## STATED PROBLEM
Reproduce all the material exactly, minus any pictures it holds.

## DATA TO USE
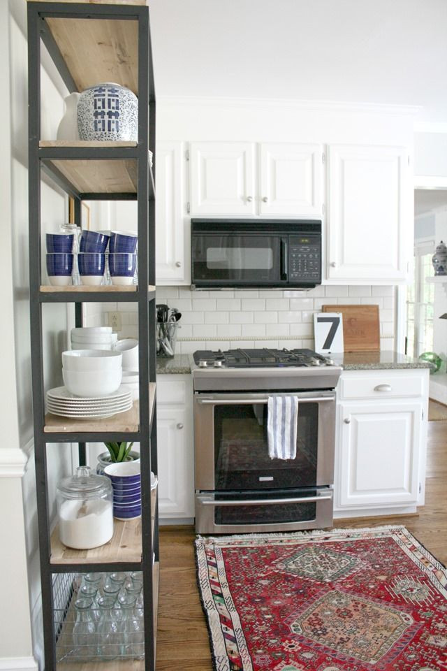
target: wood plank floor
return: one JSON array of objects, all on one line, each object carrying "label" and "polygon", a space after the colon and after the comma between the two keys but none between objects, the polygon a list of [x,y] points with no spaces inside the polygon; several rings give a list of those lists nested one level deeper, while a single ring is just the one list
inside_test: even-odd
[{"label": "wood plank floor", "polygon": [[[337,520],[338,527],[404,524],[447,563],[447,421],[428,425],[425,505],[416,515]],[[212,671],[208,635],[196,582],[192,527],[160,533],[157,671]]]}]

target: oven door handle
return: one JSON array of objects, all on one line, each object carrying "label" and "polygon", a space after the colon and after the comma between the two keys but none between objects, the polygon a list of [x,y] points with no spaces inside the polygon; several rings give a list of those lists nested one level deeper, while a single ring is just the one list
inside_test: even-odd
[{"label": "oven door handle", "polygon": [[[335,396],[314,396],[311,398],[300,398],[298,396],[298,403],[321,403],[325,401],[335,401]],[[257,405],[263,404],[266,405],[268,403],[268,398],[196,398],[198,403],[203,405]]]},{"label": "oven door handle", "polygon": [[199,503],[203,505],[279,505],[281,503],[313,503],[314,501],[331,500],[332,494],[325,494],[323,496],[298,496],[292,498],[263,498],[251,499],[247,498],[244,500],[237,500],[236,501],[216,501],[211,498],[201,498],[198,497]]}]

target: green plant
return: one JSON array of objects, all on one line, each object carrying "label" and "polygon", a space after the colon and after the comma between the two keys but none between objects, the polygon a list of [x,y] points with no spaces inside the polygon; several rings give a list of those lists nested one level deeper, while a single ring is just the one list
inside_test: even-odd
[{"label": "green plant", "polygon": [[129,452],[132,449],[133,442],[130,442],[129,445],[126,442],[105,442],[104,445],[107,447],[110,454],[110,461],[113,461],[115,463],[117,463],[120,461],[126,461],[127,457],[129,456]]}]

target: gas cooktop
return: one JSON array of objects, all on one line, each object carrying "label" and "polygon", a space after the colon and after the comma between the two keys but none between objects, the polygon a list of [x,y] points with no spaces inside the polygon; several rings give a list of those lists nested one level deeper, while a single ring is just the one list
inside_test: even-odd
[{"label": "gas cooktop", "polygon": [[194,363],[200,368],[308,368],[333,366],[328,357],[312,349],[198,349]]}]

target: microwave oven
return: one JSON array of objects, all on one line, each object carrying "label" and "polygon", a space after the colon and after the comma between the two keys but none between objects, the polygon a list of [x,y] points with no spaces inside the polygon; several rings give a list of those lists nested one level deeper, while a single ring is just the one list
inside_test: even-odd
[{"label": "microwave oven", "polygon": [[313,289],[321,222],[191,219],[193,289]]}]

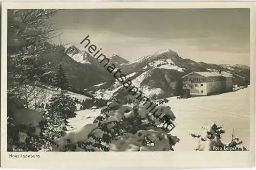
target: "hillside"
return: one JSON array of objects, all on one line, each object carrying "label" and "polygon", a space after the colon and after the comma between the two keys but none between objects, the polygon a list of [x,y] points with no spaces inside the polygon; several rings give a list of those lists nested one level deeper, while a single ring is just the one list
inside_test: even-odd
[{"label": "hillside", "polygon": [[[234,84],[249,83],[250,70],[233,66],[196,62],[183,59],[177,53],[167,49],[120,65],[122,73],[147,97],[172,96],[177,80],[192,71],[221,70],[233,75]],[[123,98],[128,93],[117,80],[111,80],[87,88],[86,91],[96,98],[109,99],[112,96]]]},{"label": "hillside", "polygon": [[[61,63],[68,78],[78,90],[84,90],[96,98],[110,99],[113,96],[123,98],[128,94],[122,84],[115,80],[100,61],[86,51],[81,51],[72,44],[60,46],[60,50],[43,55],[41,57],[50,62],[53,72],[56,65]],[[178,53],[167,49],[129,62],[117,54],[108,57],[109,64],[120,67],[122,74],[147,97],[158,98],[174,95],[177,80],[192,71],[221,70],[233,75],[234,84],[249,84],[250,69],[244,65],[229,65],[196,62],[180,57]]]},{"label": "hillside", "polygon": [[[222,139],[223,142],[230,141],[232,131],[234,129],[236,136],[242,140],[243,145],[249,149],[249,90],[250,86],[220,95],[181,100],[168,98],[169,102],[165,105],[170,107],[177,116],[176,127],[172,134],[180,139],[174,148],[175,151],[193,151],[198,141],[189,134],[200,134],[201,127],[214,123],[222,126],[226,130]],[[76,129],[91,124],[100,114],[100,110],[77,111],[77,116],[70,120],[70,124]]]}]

## FINISHED ANSWER
target: wood plank floor
return: one JSON array of objects, all on one line, each object carrying "label" and "polygon", a space after the colon and after the comma between the two keys but none between objects, the polygon a list of [x,y] points with no spaces inside the polygon; several rings give a list of those lists nested one level deeper, while a single ring is just the one list
inside_test: even-odd
[{"label": "wood plank floor", "polygon": [[[337,520],[338,527],[404,524],[447,563],[447,421],[428,425],[425,505],[416,515]],[[212,671],[208,635],[196,582],[192,527],[160,533],[157,671]]]}]

target: oven door handle
return: one JSON array of objects, all on one line, each object carrying "label" and "polygon", a space after the colon and after the comma between the two keys but none between objects, the polygon a list of [x,y] points with no spaces inside the polygon; several rings give a list of those lists nested one level deeper, while a single ring is just the one list
inside_test: even-odd
[{"label": "oven door handle", "polygon": [[[335,396],[314,396],[311,398],[300,398],[298,396],[298,403],[321,403],[325,401],[335,401]],[[257,405],[263,404],[266,405],[268,403],[268,398],[196,398],[198,403],[203,405]]]},{"label": "oven door handle", "polygon": [[199,503],[203,505],[279,505],[281,503],[313,503],[314,501],[331,500],[332,494],[325,494],[323,496],[298,496],[292,498],[263,498],[251,499],[247,498],[244,500],[237,500],[236,501],[216,501],[211,498],[201,498],[198,497]]}]

target: green plant
return: one JSON array of objects, all on one line, each object carrying "label" and "polygon", a space after the colon and after the comma between the two keys but none between objects, the polygon a list of [x,y] points with no spaces inside the polygon; several rings give a list of those lists nested one level deeper, while a single ring is just the one list
inside_test: even-odd
[{"label": "green plant", "polygon": [[129,452],[132,449],[133,442],[130,442],[129,445],[126,442],[105,442],[104,445],[107,447],[110,454],[110,461],[113,461],[115,463],[117,463],[120,461],[126,461],[127,457],[129,456]]}]

target: gas cooktop
return: one JSON array of objects, all on one line, each object carrying "label" and "polygon", a space after the colon and after the comma between the two keys but none between objects, the polygon a list of [x,y] points with no spaces inside the polygon; several rings give a list of those lists nested one level deeper, while a single ring is just the one list
inside_test: even-odd
[{"label": "gas cooktop", "polygon": [[194,363],[200,368],[308,368],[333,366],[328,357],[312,349],[198,349]]}]

target: microwave oven
return: one JSON array of objects, all on one line, each object carrying "label" and "polygon", a space after the colon and after the comma between the two keys but none between objects, the polygon a list of [x,y] points with no spaces inside the polygon; several rings give a list of those lists nested one level deeper, while a single ring is just the one list
inside_test: even-odd
[{"label": "microwave oven", "polygon": [[313,289],[321,222],[191,219],[193,289]]}]

target: "hillside"
return: one JSON array of objects, all on one line, each object carrying "label" and "polygon", a space after the colon and after the comma between the two keys but none between objects, the polygon a list of [x,y] points with no spaces inside the polygon; several rings give a list of those lists nested one level deeper, while a single ring is just the one list
inside_test: even-odd
[{"label": "hillside", "polygon": [[[234,84],[249,83],[250,70],[233,66],[196,62],[183,59],[177,53],[167,49],[120,65],[122,73],[147,97],[172,96],[177,80],[192,71],[221,70],[233,75]],[[123,98],[128,93],[117,80],[111,80],[87,88],[86,91],[96,98],[109,99],[112,96]]]},{"label": "hillside", "polygon": [[[61,63],[68,78],[78,90],[84,90],[96,98],[110,99],[113,96],[123,98],[128,94],[122,84],[115,80],[100,61],[86,51],[81,51],[72,44],[60,46],[60,50],[43,55],[41,57],[50,62],[53,72],[56,65]],[[178,53],[167,49],[129,62],[117,54],[108,57],[109,64],[120,67],[122,74],[147,97],[158,98],[174,95],[177,80],[192,71],[221,70],[233,75],[234,84],[249,84],[250,69],[244,65],[229,65],[196,62],[180,57]]]},{"label": "hillside", "polygon": [[[222,139],[223,142],[230,141],[232,131],[234,129],[236,136],[242,140],[243,145],[249,149],[249,90],[250,86],[220,95],[181,100],[168,98],[169,102],[165,105],[170,107],[177,116],[176,127],[172,134],[180,139],[174,148],[175,151],[193,151],[198,141],[189,134],[200,134],[201,127],[214,123],[222,126],[226,130]],[[76,129],[91,124],[100,114],[100,110],[77,111],[77,116],[70,120],[70,124]]]}]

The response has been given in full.